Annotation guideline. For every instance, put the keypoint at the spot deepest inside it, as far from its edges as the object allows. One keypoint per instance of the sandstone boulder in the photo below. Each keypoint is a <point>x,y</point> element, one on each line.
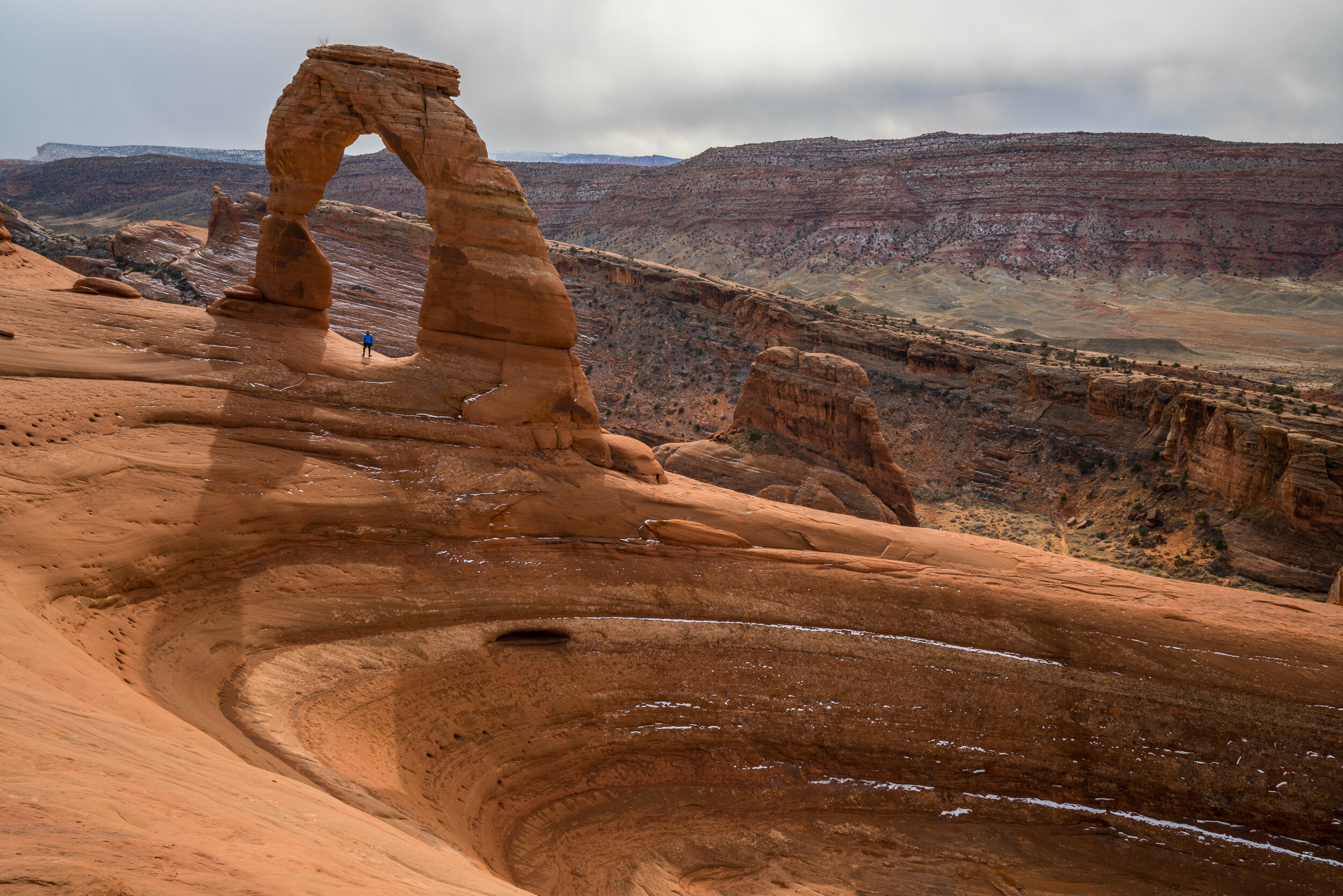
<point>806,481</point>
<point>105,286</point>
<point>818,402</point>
# # # # # # #
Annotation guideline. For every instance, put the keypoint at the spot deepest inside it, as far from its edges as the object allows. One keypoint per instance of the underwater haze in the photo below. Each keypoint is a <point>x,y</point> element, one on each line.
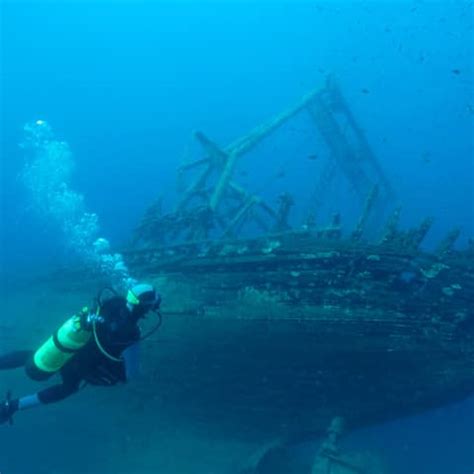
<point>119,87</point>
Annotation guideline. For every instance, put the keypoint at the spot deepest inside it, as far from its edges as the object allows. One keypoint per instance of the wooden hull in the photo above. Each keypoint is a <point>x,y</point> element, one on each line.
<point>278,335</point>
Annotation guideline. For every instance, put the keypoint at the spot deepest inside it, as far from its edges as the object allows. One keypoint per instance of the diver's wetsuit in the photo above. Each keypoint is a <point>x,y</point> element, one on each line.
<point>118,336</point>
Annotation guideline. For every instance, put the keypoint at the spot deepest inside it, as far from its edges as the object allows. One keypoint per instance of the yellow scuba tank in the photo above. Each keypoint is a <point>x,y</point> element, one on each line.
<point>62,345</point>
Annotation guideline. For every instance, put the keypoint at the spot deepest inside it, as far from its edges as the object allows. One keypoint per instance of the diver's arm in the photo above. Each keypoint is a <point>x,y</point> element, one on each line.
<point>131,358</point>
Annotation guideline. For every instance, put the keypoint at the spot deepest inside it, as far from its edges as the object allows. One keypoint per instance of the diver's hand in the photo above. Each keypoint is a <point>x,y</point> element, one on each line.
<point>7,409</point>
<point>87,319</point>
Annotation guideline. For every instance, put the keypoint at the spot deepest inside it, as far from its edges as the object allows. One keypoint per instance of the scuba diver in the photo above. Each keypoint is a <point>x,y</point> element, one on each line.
# # # # # # #
■ **Aim**: Can you write out again the lines starting with the line that contains "the diver's hand" and going on through the line that contains "<point>7,409</point>", swapping "keypoint" for "marker" and changing nothing else?

■ **Expected answer**:
Annotation guideline. For every instance, put the marker at the spot deepest inside it, as far from its edges as the object allows. One marker per instance of the diver's hand in the photo above. Each marker is a <point>x,y</point> element, one on each line.
<point>7,409</point>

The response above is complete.